"""

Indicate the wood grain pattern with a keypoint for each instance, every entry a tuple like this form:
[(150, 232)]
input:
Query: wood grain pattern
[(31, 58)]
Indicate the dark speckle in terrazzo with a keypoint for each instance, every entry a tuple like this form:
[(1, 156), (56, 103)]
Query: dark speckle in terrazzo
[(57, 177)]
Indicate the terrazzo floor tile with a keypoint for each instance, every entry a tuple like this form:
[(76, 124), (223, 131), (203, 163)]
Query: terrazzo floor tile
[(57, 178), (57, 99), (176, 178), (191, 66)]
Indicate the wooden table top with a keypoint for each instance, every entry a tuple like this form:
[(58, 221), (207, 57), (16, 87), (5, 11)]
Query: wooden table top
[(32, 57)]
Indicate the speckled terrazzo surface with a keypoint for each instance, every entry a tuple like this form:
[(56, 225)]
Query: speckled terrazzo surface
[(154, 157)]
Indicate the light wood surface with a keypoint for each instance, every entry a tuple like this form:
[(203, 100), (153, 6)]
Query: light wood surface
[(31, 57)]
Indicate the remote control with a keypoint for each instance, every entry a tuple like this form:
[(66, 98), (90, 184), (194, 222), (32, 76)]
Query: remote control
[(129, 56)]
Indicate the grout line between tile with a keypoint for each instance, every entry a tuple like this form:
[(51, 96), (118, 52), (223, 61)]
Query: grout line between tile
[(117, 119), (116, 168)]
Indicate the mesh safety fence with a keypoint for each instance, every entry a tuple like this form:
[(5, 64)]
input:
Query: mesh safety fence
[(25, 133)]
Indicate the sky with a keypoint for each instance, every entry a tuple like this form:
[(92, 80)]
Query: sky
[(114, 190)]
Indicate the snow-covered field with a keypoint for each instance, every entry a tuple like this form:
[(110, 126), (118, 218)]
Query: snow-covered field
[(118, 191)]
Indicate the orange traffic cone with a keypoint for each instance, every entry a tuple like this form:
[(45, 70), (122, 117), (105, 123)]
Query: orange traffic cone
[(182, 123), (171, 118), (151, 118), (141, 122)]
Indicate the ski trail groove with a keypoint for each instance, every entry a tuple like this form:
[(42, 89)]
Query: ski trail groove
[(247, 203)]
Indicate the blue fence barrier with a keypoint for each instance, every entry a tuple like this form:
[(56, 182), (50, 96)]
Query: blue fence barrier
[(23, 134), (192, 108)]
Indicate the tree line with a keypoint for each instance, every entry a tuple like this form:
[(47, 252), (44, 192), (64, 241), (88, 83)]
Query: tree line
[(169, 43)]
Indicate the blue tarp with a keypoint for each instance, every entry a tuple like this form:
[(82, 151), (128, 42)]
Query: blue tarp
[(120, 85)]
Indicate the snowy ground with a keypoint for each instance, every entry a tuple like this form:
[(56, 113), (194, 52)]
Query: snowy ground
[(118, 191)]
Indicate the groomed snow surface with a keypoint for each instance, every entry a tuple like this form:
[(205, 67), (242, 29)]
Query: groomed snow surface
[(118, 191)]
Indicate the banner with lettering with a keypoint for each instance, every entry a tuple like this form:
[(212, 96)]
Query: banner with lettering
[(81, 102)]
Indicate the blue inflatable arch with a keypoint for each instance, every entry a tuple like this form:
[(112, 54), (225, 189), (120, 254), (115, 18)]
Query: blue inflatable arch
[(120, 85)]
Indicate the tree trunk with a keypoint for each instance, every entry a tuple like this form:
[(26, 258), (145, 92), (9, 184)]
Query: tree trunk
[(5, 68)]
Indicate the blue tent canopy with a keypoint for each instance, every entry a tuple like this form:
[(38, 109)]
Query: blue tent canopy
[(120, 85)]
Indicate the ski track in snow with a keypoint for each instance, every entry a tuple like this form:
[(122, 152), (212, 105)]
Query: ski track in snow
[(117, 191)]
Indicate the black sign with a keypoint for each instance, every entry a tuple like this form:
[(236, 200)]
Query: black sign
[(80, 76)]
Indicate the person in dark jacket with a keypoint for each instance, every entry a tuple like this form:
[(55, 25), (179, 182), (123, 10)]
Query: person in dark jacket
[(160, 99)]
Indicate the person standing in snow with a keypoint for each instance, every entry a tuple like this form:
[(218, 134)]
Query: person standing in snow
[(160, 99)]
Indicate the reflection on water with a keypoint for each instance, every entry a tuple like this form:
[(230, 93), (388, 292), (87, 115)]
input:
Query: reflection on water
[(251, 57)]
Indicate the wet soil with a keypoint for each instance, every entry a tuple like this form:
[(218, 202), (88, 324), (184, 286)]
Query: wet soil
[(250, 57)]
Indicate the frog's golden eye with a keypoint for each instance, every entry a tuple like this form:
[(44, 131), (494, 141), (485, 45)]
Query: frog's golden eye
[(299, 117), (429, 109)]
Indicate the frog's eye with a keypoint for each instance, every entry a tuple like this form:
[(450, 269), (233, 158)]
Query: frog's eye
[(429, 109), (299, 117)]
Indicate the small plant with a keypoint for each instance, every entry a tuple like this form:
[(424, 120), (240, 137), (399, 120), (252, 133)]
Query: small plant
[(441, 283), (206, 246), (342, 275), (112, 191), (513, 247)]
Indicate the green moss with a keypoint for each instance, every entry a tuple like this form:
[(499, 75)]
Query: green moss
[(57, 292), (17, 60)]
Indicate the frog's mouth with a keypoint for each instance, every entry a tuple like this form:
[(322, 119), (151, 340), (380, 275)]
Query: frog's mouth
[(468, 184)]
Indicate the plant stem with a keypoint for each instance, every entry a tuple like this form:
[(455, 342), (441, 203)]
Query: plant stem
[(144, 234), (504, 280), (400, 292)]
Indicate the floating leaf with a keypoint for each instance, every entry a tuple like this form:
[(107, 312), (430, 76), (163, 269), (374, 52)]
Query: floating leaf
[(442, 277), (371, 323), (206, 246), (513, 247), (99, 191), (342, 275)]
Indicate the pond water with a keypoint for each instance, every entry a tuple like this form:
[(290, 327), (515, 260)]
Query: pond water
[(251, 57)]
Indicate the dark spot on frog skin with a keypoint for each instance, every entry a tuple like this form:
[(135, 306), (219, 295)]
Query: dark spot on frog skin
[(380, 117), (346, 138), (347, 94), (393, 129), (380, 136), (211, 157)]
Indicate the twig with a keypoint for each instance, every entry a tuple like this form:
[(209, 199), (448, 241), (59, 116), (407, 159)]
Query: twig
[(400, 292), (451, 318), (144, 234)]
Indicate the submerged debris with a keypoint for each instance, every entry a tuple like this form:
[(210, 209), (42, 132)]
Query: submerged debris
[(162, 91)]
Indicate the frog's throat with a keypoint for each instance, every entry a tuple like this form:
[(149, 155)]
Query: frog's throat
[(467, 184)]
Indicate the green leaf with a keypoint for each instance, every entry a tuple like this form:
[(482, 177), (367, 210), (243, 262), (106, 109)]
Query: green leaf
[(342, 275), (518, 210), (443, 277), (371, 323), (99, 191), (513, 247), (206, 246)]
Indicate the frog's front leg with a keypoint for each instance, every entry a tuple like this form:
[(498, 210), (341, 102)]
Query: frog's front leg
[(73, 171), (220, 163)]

"""
"""

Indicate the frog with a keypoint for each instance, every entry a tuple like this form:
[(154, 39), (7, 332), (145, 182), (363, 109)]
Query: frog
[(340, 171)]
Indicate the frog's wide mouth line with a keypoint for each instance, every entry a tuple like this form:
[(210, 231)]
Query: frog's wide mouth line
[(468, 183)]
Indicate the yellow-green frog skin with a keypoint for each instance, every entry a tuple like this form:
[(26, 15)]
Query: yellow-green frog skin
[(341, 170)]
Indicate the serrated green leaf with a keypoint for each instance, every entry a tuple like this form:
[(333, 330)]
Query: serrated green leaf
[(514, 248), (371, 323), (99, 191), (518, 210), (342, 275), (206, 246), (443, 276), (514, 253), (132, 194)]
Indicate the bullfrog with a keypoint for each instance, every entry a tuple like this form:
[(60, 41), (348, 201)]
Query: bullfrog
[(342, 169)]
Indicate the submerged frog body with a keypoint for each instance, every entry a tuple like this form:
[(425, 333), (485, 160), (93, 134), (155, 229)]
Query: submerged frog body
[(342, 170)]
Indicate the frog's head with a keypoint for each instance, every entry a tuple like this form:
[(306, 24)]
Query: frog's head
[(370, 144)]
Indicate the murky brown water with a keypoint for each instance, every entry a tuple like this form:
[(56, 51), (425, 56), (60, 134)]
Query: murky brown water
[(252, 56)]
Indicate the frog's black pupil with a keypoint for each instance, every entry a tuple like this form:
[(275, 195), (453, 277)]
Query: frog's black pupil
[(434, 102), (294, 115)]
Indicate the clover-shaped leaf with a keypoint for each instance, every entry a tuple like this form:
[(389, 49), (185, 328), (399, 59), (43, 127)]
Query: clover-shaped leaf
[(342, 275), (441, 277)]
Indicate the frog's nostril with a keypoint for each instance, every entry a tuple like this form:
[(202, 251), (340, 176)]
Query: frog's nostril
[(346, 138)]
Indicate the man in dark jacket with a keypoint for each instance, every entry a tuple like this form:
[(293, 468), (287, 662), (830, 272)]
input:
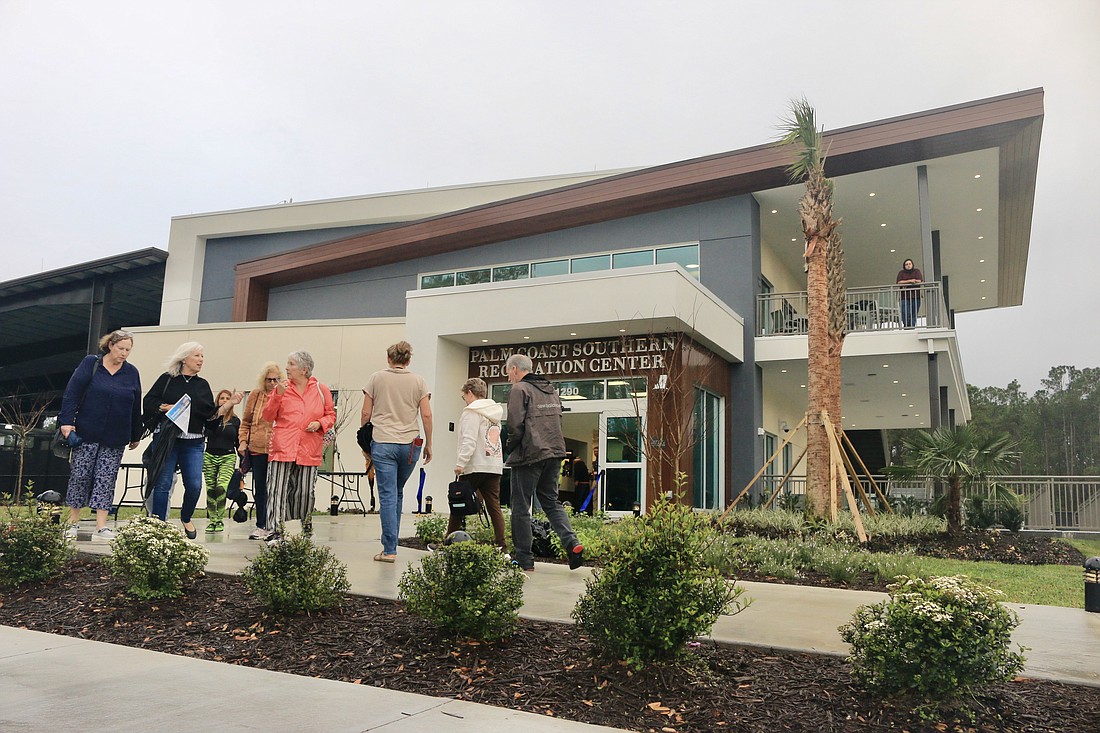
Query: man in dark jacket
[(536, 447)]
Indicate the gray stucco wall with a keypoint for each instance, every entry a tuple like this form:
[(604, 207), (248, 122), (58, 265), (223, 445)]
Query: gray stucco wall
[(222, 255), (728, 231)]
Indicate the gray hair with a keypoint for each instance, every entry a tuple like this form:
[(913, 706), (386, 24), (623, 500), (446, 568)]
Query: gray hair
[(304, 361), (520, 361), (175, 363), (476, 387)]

"""
"""

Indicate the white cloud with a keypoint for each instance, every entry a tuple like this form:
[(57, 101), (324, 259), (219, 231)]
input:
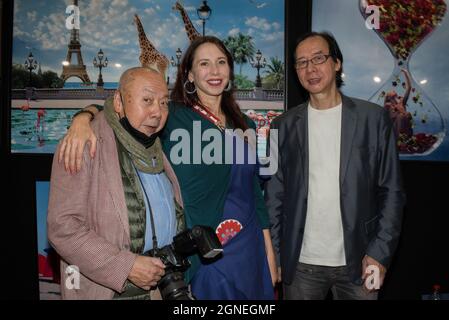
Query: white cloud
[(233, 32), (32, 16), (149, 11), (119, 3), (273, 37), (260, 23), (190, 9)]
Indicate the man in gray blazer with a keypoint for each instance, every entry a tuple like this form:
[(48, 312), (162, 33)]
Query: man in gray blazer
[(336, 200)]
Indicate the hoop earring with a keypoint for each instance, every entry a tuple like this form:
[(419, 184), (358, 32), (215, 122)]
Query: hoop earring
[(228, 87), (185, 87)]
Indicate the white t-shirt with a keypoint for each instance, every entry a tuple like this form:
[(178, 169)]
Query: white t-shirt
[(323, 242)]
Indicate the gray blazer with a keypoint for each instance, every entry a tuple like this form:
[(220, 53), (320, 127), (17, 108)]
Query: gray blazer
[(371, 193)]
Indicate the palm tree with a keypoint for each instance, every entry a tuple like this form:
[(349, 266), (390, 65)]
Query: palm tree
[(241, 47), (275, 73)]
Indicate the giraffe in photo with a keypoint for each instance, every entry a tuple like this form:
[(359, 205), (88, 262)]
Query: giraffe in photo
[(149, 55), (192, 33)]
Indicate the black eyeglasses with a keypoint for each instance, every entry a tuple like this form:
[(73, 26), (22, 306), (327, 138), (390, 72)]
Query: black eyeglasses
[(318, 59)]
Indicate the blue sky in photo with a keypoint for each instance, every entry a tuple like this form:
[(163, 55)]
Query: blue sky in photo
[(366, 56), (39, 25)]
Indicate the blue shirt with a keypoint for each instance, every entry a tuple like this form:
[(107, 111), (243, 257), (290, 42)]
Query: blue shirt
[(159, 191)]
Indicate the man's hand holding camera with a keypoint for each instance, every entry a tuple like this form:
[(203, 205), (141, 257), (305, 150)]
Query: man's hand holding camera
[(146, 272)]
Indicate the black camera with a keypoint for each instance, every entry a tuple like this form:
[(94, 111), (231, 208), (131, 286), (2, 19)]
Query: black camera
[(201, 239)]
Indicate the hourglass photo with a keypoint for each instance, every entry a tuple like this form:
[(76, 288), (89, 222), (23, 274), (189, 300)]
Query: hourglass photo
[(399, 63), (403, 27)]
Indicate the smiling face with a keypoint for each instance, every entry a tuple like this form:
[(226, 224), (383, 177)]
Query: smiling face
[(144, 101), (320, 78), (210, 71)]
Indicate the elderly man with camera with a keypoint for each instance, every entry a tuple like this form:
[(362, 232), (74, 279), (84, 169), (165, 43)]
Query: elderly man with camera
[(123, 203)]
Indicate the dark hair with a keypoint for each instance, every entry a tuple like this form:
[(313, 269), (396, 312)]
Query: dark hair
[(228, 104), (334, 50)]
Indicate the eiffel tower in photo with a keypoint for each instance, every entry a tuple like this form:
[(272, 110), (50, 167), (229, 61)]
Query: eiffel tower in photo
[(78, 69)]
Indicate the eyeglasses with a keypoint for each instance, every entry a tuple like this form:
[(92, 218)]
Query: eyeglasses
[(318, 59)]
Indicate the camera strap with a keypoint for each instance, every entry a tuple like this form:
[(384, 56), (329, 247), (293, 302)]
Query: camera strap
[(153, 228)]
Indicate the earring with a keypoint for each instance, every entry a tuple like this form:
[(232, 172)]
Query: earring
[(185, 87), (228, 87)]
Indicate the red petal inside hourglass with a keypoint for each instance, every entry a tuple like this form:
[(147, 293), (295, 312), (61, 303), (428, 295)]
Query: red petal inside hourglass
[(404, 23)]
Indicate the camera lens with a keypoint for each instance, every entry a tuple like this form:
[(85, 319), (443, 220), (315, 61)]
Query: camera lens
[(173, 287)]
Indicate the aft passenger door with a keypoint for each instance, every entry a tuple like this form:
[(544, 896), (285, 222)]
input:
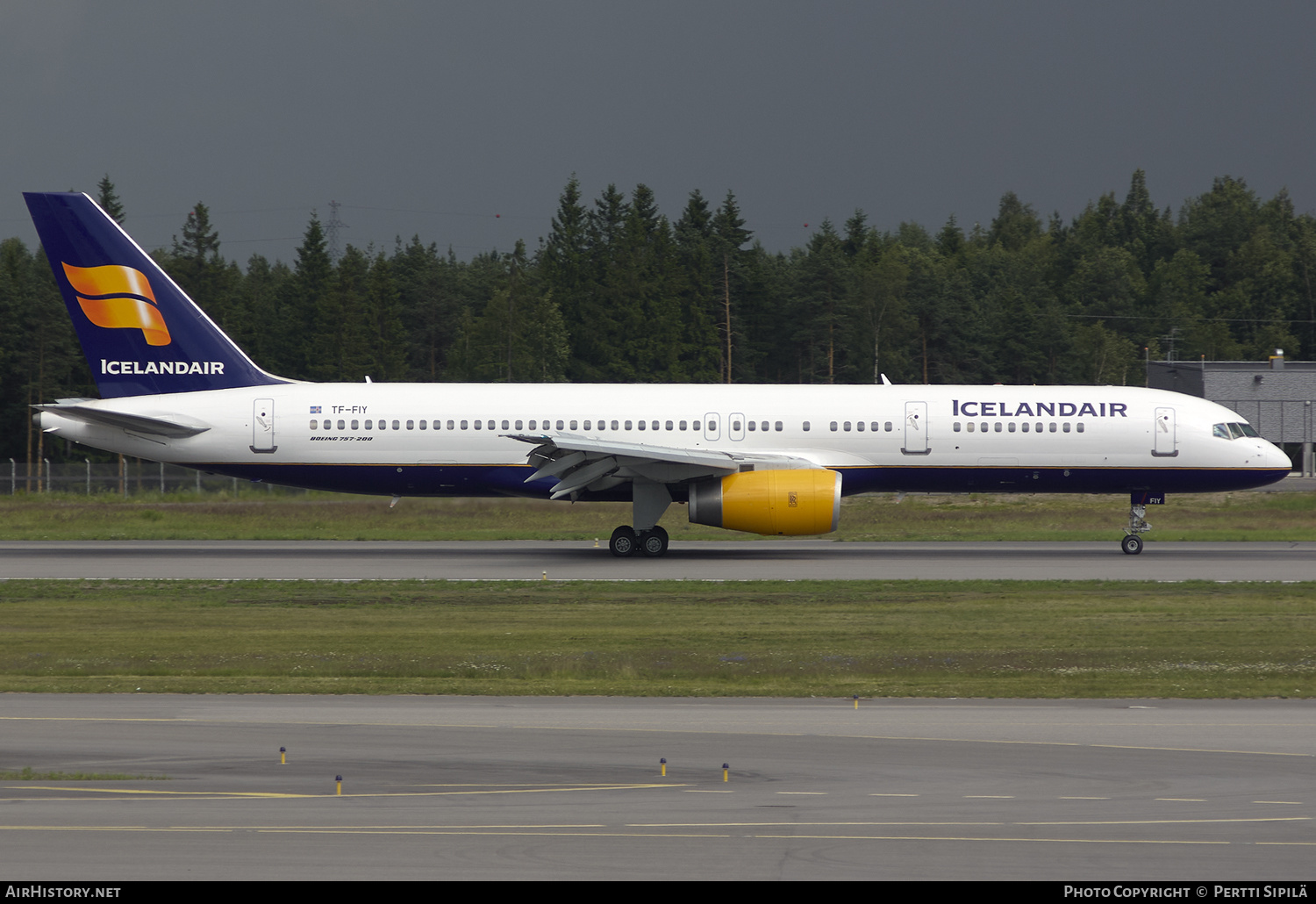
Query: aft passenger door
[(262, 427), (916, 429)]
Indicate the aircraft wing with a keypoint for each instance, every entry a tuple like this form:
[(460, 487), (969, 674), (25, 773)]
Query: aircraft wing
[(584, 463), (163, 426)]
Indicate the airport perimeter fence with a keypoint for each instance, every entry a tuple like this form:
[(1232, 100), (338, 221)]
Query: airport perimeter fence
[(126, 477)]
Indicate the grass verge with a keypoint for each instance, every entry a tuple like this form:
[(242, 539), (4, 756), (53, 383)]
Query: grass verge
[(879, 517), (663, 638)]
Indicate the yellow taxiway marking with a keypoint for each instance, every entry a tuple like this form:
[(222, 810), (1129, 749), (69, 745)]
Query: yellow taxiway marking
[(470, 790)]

"""

Copy every line from the one containing "Indicate the pond" through the one containing "[(400, 292), (451, 318), (144, 234)]". In each line that directly follows a "Query:" line, multiply every keypoint coordinate by 2.45 and round to a whole number, with halves rounded up; leave the sample tuples under each "Indicate" line unchanged.

Indicate the pond water with a keypoint for each instance, every entry a tuple like this form:
[(290, 327), (515, 260)]
Query: pond water
[(615, 140)]
Indicate the dark spot on frog skin with a keypoint for each instance, every entry a tuple like this form:
[(135, 306), (219, 295)]
Query: dark spot on frog skin
[(931, 287), (848, 338), (850, 230), (963, 316), (931, 333), (517, 385)]
Indicate the twig with a keypoint for each instance, every entry a tuple like this form:
[(209, 199), (448, 241), (59, 116), (407, 159)]
Query: twig
[(980, 715), (1105, 779), (353, 573)]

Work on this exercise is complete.